Data listing:
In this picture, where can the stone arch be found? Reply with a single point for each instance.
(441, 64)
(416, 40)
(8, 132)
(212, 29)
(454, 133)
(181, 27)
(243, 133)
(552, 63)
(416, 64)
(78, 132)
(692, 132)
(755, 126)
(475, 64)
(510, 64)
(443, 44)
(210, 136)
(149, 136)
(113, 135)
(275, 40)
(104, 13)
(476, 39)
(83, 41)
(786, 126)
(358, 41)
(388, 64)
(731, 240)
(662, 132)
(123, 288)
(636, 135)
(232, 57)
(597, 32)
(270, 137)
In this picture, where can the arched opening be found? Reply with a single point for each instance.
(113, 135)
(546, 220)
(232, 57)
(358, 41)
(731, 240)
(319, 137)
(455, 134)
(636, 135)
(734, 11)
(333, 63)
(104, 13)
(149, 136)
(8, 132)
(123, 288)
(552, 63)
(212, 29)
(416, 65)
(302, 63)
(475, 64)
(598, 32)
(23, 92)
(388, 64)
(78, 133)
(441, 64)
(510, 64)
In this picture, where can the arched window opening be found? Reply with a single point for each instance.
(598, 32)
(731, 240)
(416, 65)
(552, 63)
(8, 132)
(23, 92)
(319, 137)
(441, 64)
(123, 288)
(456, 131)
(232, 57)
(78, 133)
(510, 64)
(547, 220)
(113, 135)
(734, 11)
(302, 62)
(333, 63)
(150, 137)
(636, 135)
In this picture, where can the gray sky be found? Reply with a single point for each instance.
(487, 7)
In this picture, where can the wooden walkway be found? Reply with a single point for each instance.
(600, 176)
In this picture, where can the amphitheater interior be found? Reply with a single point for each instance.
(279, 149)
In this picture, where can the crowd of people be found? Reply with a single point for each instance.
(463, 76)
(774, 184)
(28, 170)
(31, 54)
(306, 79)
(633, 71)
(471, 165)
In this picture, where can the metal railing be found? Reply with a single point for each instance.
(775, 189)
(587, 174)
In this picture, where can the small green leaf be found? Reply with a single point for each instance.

Work order:
Every line from the line containing "In this picture, where can the gray" to the last line of the material above must be repeated exactly, and no other line.

Result below:
In this picture, where can the gray sky be found? Reply with a single point for each instance.
(487, 7)
In this picture, where can the wooden walkway be found? Reply with a single point for each instance.
(600, 176)
In this picture, where can the amphitheater interior be found? Reply with a single point for each instance.
(279, 149)
In this picture, where can the crowd of people be found? Reply with a single point for each instance.
(463, 76)
(774, 184)
(28, 170)
(31, 54)
(306, 79)
(633, 71)
(471, 165)
In this picture, where can the metal railing be found? Reply with a single point for each instance.
(775, 189)
(587, 174)
In this picture, where can the small green leaf be found? Reply with a single point for each instance.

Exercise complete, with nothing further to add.